**What to work on:**
[a] From the article on Pittsburgh's "jock tax," transcribe the passage from "Summary: The Pennsylvania" up to and including "lawsuit in 2019.".
[b] According to the article on Pittsburgh's "jock tax," how much fee revenue did the city collect from January through November 2023?
[c] Write the next part of the article on Pittsburgh's "jock tax," starting after its last sentence.

**Selected excerpt:**
****************

Is Pittsburgh’s ‘jock tax’ soon to be history?

Summary: The Pennsylvania Commonwealth Court upheld an Allegheny County Common Pleas Court ruling that struck down Pittsburgh’s “non-resident sports facility usage fee” (fee). Professional sports leagues and athletes who were subject to what became known as the “jock tax” originally filed a lawsuit in 2019.

 

 

The Pennsylvania General Assembly authorized the fee for cities of the second class in Act 222 of 2004.  Non-residents who engage in an athletic event or other performance at a facility that received public dollars for construction or maintenance are subject to it.  The act permits a flat dollar amount or a percentage not to exceed 3 percent of earned income “attributable to the usage of the facility.”  Those subject to the fee are exempt from the 3 percent combined earned income tax levied by the city and Pittsburgh Public Schools.

 

The city chose the 3 percent fee option, passed an ordinance in 2004 and amended it in 2016.  Pittsburgh Department of Finance regulations outline those subject to the fee, payment dates and enforcement. Publicly funded facilities include PNC Park, Acrisure Stadium, PPG Paints Arena, David L. Lawrence Convention Center, Stage AE and the Peterson Events Center.

 

From January through November 2023, the city collected $5.7 million in fee revenue (current year, prior years and penalties and interest).  A Department of Finance document states the city’s appeal of the Common Pleas Court ruling in October 2022 “automatically stayed the decision and reinstated the [fee] for at least the duration of the appeals process.”

 

In its ruling on the appeal, Commonwealth Court considered “whether the [fee] violates the Uniformity Clause (of the Pennsylvania Constitution) and, assuming this Court agrees that the [fee] is unconstitutional, whether the trial court erred in issuing an injunction, as the unconstitutional language could have been severed from [the city’s] Ordinance.”

****************

**Material:**

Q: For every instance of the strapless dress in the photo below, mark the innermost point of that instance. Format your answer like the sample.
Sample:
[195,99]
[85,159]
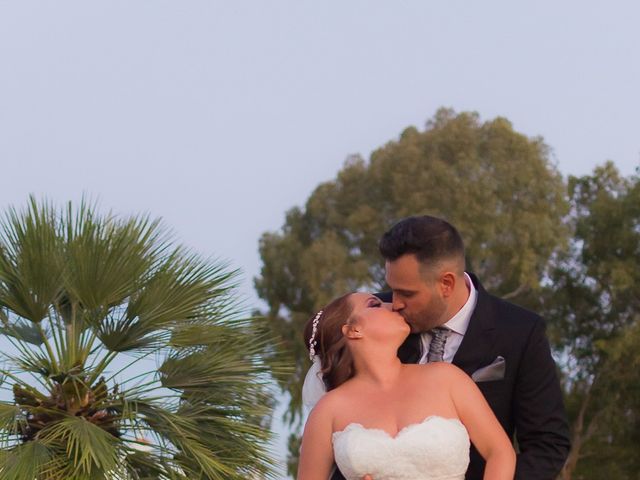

****************

**Answers for the exercise:**
[a]
Summary: The Pennsylvania Commonwealth Court upheld an Allegheny County Common Pleas Court ruling that struck down Pittsburgh’s “non-resident sports facility usage fee” (fee). Professional sports leagues and athletes who were subject to what became known as the “jock tax” originally filed a lawsuit in 2019.

[b] $5.7 million

[c]
The ruling summarized the Common Pleas decision which held “the Uniformity Clause is violated where the method used to compute the tax produces arbitrary, unjust, or discriminatory results.”  As noted in Policy Brief Vol. 22, No. 38, the court determined that the fee was more like a tax based on a 1953 case.

 

On the first point, the Commonwealth Court ruled “it is clear that the City has effectively imposed a 3% [earned income tax] on nonresidents who derive income from the City’s Facilities, while imposing a 1% [earned income tax] on residents who similarly derive income from the Facilities … [and] has failed to provide the requisite concrete justification for treating residents and nonresidents as distinguishable classes that may be subjected to different tax burdens.”

 

On the second point the court ruled Act 222 “only provides for [the fee’s] enactment and assessment on compensation earned by nonresidents … the General Assembly preferred that an ordinance adopted pursuant to [Act 222] would be stricken entirely if held unconstitutional, and not expanded to encompass residents who earn income at one of the City’s Facilities.”

 

Now the question becomes whether the city will appeal the ruling to the state Supreme Court.  Assuming there is an appeal, the court could affirm or overturn the Commonwealth Court ruling.

 

According to the state’s Taxation Manual, taxes on occupancy, residential construction and off-track wagers have been invalidated by courts in the past.  But none of these involved the City of Pittsburgh.  If the fee is struck down, Act 222 states non-residents who earn income from a publicly funded facility would no longer be exempt from the earned income tax.

 

The Commonwealth Court ruling notes the state’s Public School Code prohibits school districts of the first class A (Pittsburgh Public Schools) from levying its earned income tax on non-residents.  This is a 2 percent rate, which then implies a non-resident athlete or performer would only be subject to the 1 percent earned income tax levied directly by the city.  In Pennsylvania a person who works in a municipality that has an earned income tax is credited if there is an earned income tax in the municipality where the person resides.

 

There is the possibility the General Assembly could make changes to the 2004 statute in light of the lawsuit and a final ruling, such as authorizing a fee that applies to all residents and non-residents who earn income from them.

 

Pittsburgh’s 2024 operating budget counts $4.4 million in fee revenue for this year and the average for the following four years is forecast at $4.7 million.  If the ruling is appealed, the Supreme Court upheld it, the fee were revoked and the city made no spending reductions, there would still be a positive operating budget result this year.  The city’s ending fund balance as a percentage of spending would fall below the minimum 10 percent required by city ordinance in 2027 and 2028.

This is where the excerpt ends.